→ **GOAL OF THE EXERCISE**: Print the lines of the entries below from the one with "Identify the white cloud" through the final line, exactly as they appear. The pictures are not part of the copy.

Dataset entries
##########

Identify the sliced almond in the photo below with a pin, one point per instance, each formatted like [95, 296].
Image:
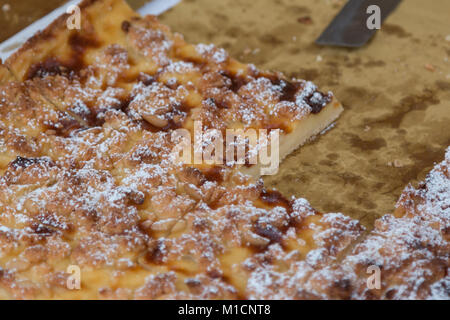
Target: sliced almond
[193, 191]
[253, 239]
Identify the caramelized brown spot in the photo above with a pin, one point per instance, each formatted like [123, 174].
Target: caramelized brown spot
[21, 162]
[275, 199]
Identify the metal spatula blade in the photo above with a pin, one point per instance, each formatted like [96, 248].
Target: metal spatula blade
[349, 27]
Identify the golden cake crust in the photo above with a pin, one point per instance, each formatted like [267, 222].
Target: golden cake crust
[87, 179]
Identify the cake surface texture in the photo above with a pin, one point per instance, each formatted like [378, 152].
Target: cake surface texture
[88, 181]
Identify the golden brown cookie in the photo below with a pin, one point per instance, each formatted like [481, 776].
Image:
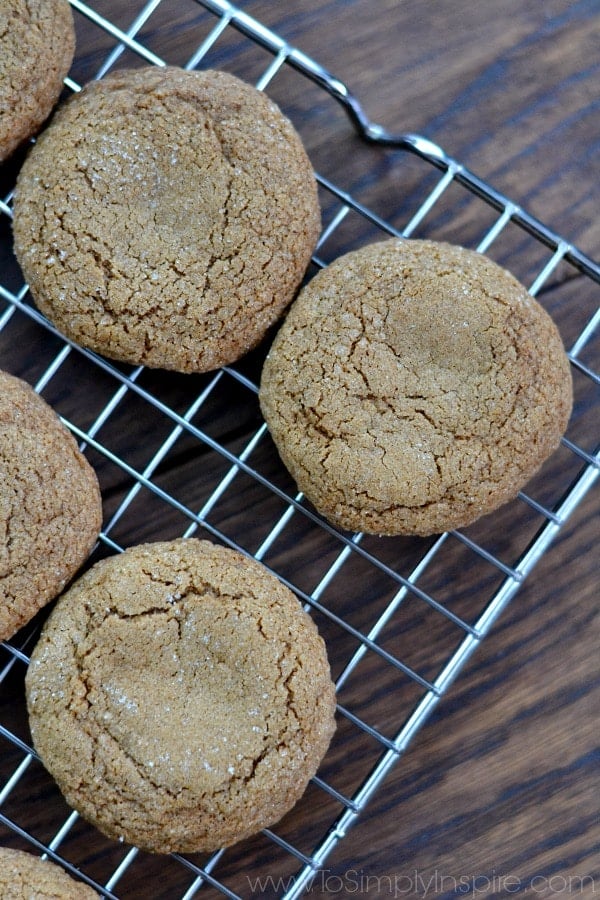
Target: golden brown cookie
[180, 696]
[27, 877]
[37, 43]
[166, 217]
[50, 506]
[413, 387]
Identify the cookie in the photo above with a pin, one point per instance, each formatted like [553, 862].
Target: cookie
[50, 506]
[413, 387]
[27, 877]
[166, 217]
[37, 43]
[180, 696]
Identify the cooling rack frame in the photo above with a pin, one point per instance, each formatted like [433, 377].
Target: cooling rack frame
[237, 463]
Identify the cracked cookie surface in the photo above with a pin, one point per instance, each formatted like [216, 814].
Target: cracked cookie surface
[166, 217]
[413, 387]
[180, 696]
[37, 43]
[27, 877]
[50, 505]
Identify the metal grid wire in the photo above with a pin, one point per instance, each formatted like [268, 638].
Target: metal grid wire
[177, 454]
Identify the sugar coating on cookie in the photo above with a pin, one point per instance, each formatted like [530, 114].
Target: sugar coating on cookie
[50, 504]
[413, 387]
[180, 696]
[166, 217]
[37, 43]
[27, 877]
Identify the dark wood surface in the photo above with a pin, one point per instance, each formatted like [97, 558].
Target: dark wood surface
[498, 793]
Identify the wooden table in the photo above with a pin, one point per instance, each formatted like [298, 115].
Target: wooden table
[497, 793]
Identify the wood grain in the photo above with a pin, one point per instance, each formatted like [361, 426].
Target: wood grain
[498, 793]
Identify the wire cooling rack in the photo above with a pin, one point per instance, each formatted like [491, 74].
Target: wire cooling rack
[180, 454]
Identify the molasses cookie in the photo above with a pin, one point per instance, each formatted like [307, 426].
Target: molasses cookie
[37, 43]
[413, 387]
[27, 877]
[180, 696]
[50, 506]
[166, 217]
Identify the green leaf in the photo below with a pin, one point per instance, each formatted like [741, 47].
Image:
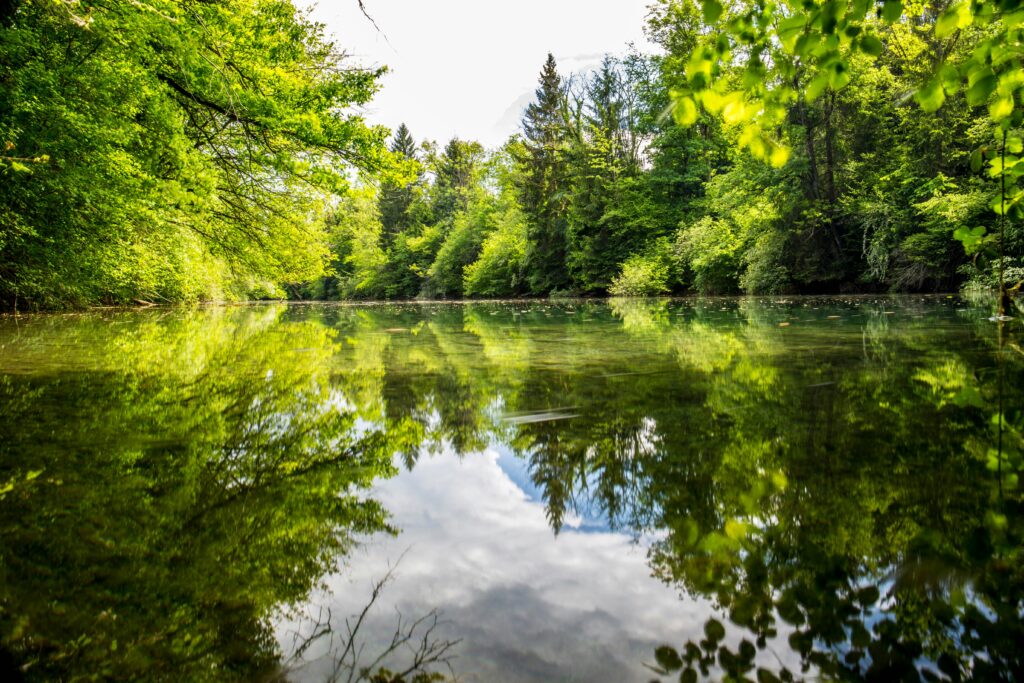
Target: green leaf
[971, 238]
[976, 160]
[950, 78]
[816, 87]
[930, 96]
[685, 111]
[870, 45]
[892, 10]
[953, 17]
[712, 10]
[980, 90]
[1000, 108]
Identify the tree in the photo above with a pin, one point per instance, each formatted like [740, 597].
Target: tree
[170, 151]
[543, 182]
[396, 198]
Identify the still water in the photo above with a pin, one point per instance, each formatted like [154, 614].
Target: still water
[623, 491]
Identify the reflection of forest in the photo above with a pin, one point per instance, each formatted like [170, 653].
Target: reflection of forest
[839, 475]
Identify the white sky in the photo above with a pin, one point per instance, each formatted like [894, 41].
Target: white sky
[467, 68]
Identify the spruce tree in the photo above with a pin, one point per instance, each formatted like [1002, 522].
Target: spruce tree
[395, 200]
[543, 182]
[455, 174]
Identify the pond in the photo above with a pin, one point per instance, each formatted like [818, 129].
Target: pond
[777, 488]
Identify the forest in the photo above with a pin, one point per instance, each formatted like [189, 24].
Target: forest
[160, 152]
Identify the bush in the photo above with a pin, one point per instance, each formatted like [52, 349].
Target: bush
[645, 273]
[461, 247]
[499, 269]
[710, 248]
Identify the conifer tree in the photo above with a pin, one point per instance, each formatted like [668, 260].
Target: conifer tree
[394, 199]
[543, 182]
[455, 175]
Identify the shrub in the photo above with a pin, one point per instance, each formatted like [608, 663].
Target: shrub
[645, 273]
[499, 269]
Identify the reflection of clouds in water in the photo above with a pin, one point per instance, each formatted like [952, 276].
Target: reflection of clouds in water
[527, 606]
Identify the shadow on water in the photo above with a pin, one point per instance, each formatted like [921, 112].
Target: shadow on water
[826, 471]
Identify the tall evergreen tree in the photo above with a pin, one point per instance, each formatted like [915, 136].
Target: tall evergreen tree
[543, 182]
[455, 172]
[396, 199]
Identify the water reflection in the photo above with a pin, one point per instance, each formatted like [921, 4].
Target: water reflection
[818, 480]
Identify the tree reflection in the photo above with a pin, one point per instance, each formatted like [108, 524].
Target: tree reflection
[188, 483]
[825, 473]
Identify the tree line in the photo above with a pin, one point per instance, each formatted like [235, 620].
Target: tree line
[173, 152]
[858, 184]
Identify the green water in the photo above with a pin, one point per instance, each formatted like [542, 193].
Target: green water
[815, 487]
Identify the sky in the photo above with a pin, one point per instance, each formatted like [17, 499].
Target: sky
[467, 68]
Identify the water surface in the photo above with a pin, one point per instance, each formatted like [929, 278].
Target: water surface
[577, 491]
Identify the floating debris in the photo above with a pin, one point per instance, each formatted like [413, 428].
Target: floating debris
[531, 417]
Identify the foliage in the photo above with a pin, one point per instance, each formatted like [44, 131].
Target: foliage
[644, 273]
[170, 151]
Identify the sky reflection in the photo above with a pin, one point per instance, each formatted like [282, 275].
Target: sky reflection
[526, 605]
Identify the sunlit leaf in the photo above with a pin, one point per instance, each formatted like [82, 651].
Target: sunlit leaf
[930, 96]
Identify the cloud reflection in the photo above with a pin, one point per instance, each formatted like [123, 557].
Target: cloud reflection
[527, 605]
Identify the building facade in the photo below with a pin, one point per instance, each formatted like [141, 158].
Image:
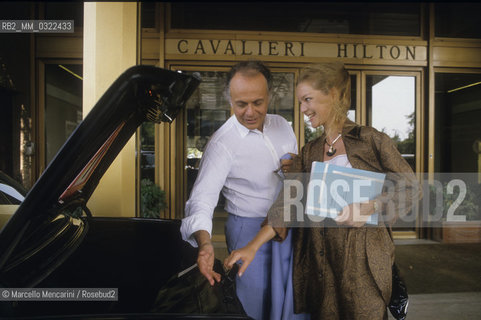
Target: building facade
[415, 72]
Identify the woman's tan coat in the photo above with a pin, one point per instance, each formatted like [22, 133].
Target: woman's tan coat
[366, 149]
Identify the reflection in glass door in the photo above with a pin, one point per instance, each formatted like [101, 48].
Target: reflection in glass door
[63, 105]
[311, 133]
[391, 108]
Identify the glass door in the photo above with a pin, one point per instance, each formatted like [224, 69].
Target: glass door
[392, 105]
[60, 107]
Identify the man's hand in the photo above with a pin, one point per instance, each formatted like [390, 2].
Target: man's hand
[205, 262]
[245, 254]
[205, 258]
[355, 214]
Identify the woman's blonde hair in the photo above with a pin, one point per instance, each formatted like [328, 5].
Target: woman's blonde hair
[325, 77]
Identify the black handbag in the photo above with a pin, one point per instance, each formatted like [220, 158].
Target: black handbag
[189, 292]
[398, 305]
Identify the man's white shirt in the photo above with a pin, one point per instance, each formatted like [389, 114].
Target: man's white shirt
[241, 163]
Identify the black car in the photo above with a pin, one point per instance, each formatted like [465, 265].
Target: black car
[54, 241]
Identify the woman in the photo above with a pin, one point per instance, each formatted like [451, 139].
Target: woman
[341, 268]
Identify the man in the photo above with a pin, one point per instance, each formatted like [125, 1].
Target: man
[241, 160]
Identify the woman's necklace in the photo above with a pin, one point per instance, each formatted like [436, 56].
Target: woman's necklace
[332, 151]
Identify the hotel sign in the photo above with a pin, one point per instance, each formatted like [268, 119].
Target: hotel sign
[200, 48]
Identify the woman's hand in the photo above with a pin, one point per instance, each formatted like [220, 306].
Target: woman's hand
[355, 214]
[245, 254]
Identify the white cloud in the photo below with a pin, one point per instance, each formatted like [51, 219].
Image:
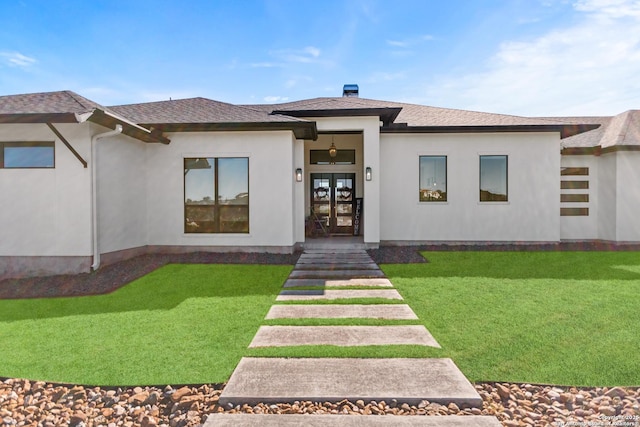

##########

→ **ANSWER SPACE**:
Identify the white cloud in the photo below with a pin, one point per instance, each formatted like [51, 219].
Image:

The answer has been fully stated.